- Activity 1
Print the passage of the account of church and Navy life from "I found work" up to and including "there is to it.", without changing any wording.
- Activity 2
Proceed with the account of church and Navy life, picking up after its final sentence.

For the next thirty years we toiled in the Lord's vineyard doing all that we were asked to do. We raised four children. They went to every church activity. We tithed. We each worked and I finished college. After college I went back in the Navy. I was now an officer. We moved to Hawaii but the Navy is a hard place for a family. I was gone from home over 50% of the time. My last deployment lasted 8 1/2 months. My wife was glad when I told her I had resigned and by now four years more years in the Nav had passed and we had three children. In the seven years we had been married we had three kids to take care of and no job. After I left the navy we moved back to Texas where we had started our journey.

I found work and the church wasted no time in putting us back to work. I was now a seventy. I had been called and ordained back in 71. I was put to work doing missionary work of course. Ward mission leader, teaching the seventies group, finally I was a counselor in the quorum presidency which is a stake calling. We were getting tired. My wife worked and I had two jobs before things got better both my wife and I were working two jobs. Something had to give. We were burning out. We were exhausted. The kids now numbered four and were in their teens. They were going through the teen years' crap. So my wife and I got tired of forcing the kids to church on Sundays. Soon my wife stopped going and I was it. I was the last, the holdout. The others were inactive but not dad. I was TBM and that's all there is to it.

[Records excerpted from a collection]
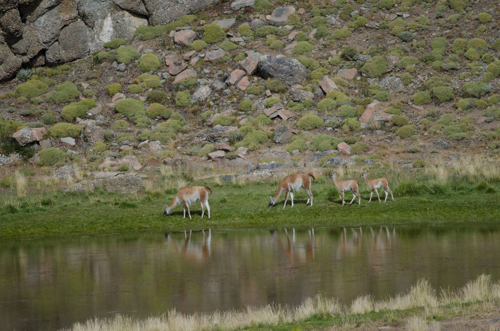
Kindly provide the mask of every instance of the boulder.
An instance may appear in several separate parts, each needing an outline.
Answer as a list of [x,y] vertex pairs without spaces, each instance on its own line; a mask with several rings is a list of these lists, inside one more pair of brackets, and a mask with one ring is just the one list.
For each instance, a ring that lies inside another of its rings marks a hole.
[[358,76],[358,70],[356,68],[352,69],[339,69],[337,70],[337,76],[345,78],[346,80],[352,80]]
[[328,78],[328,76],[326,75],[323,76],[323,79],[320,82],[320,86],[325,93],[328,93],[334,90],[340,90],[340,89],[337,86],[337,84],[335,84],[335,82]]
[[306,99],[314,98],[314,94],[309,91],[292,88],[288,91],[288,98],[294,101],[302,102]]
[[276,78],[288,85],[307,78],[307,70],[298,60],[280,54],[274,56],[268,54],[260,58],[257,73],[264,78]]
[[36,141],[36,138],[29,128],[24,128],[20,130],[14,132],[12,135],[12,138],[16,139],[18,143],[21,146],[26,146]]
[[205,57],[203,58],[204,61],[210,61],[213,64],[217,63],[219,59],[226,55],[226,51],[222,48],[217,48],[215,50],[206,52]]
[[396,76],[386,77],[380,80],[378,84],[392,93],[395,93],[404,88],[402,80]]
[[174,34],[174,42],[180,45],[188,46],[194,40],[196,33],[192,30],[180,30]]
[[74,168],[72,166],[66,164],[59,168],[54,172],[52,177],[56,180],[66,178],[74,176]]
[[236,0],[231,4],[230,8],[232,10],[236,10],[248,6],[253,6],[255,0]]
[[190,77],[196,78],[198,76],[198,73],[192,69],[186,69],[176,76],[176,79],[174,80],[174,84],[176,84],[185,78],[190,78]]
[[294,7],[278,7],[272,11],[268,20],[269,24],[273,26],[284,26],[290,14],[294,12],[295,12]]
[[187,68],[188,64],[185,62],[176,61],[168,66],[168,74],[172,76],[176,76]]
[[226,156],[226,152],[224,150],[216,150],[211,153],[208,153],[208,157],[212,160],[215,158],[220,158]]
[[260,53],[249,50],[246,52],[247,56],[244,60],[238,62],[240,68],[244,70],[246,74],[253,74],[257,70],[258,60],[264,56]]
[[350,155],[350,146],[344,142],[337,145],[337,150],[338,151],[339,153],[346,155]]
[[272,140],[276,144],[286,144],[292,135],[290,128],[286,126],[280,126],[276,128]]
[[193,143],[202,144],[204,142],[214,144],[228,141],[230,134],[238,130],[236,126],[224,126],[208,128],[196,132]]
[[226,18],[226,20],[218,20],[215,24],[222,28],[229,28],[236,22],[236,18]]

- Answer space 1
I found work and the church wasted no time in putting us back to work. I was now a seventy. I had been called and ordained back in 71. I was put to work doing missionary work of course. Ward mission leader, teaching the seventies group, finally I was a counselor in the quorum presidency which is a stake calling. We were getting tired. My wife worked and I had two jobs before things got better both my wife and I were working two jobs. Something had to give. We were burning out. We were exhausted. The kids now numbered four and were in their teens. They were going through the teen years' crap. So my wife and I got tired of forcing the kids to church on Sundays. Soon my wife stopped going and I was it. I was the last, the holdout. The others were inactive but not dad. I was TBM and that's all there is to it.

- Answer space 2
Soon an incident occurred here in Texas that got me thinking. A cult was right down the road near Waco. They had a leader, a prophet. They were armed. The leader bedded the ladies and the young girls because God told him to do it. He was a modern day Joseph Smith and he was David Koresh, a self styled prophet of God. Through him God spoke. His was the correct interpretation of scripture. His followers would follow him through the gates of Hell if he asked them to do it. I was driving and listening to the news and had an epiphany, the LDS church is false! It was false! For thirty years I had been following false prophets and fictional scriptures. I had to make a clean break and so my wife, oldest daughter and myself mailed in our resignations from the church. Free at last! Free at last! Thank God almighty I free at last! Only there is no God because God would not allow a great lie such as the Mormon church.

Thirty long, hard years of toil for a lie! I was so angry and very mad. My wife was hurt. We had no more support and we dealt with this anger by our selves. Life went on and things happened. I had major surgery and then developed cancer. The cancer was attributed to my exposure to Agent Orange in Vietnam. I was treated and now I am cancer free. That was eight years ago and then my mom died. I had started to reevaluate my relationship with God. Finally having to face my mortality made me search for answers that only God could give. My mother had stayed in the Anglican church and while at her funeral I found God once more. I went to the communion rail and partook of the bread and wine, the body and blood of Christ. He opened His arms to me and took me back into the true Christian church. By His loving grace He has saved me. This happened five years ago.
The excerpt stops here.